Dataset excerpts:

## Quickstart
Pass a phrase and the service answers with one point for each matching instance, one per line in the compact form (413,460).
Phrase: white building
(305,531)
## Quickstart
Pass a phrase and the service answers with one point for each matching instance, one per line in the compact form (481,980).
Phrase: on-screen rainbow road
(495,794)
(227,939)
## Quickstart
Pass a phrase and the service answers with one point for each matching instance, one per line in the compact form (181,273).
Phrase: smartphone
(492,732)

Required work:
Give back each record above exactly as written.

Your solution:
## Quickstart
Pass a phrase and the service answers with one point for each matching instance, one per line in the compact form (413,460).
Phrase: white building
(305,531)
## Quickstart
Pass a phrase and the service answers with one point for each matching instance, one per line in the compact form (481,980).
Phrase: on-screen rainbow road
(495,794)
(227,939)
## Quickstart
Pass a phrase and the service answers with one point for each matching instance, one per line in the compact form (181,273).
Phrase: smartphone
(492,732)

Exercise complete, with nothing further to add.